Work request —
Below are the records. Gather each line that holds "instance".
════════
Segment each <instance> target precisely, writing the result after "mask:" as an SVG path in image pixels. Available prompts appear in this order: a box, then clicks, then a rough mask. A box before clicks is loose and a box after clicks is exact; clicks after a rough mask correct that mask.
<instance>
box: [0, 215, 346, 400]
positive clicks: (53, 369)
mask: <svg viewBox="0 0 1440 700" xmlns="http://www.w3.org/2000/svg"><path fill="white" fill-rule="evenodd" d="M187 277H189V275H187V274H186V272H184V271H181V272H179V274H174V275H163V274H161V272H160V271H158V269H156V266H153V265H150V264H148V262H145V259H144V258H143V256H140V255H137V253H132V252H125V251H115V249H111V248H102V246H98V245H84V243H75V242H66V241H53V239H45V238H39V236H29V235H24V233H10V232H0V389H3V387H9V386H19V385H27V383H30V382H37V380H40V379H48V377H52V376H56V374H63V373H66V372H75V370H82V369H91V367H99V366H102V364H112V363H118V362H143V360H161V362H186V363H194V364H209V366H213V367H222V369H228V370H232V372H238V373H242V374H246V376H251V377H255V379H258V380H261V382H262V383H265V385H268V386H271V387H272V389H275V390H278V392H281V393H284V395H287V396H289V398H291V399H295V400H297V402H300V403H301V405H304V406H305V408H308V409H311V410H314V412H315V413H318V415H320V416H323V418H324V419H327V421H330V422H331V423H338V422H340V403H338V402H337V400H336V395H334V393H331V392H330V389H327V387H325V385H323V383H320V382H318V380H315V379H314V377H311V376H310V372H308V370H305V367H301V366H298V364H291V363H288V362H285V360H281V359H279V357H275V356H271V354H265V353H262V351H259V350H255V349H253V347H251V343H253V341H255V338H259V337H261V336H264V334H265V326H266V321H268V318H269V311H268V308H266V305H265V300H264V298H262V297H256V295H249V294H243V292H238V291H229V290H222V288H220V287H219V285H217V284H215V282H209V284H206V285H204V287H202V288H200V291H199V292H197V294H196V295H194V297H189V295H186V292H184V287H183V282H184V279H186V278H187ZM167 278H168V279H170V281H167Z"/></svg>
════════
Exercise response —
Segment each <instance> target precisely, writing the result after "mask:" as an SVG path in image pixels. Available prompts appear in this order: a box, then clicks, then a rough mask. A box before clicks is loose and a box after clicks is exact; clicks after a rough mask correct that mask.
<instance>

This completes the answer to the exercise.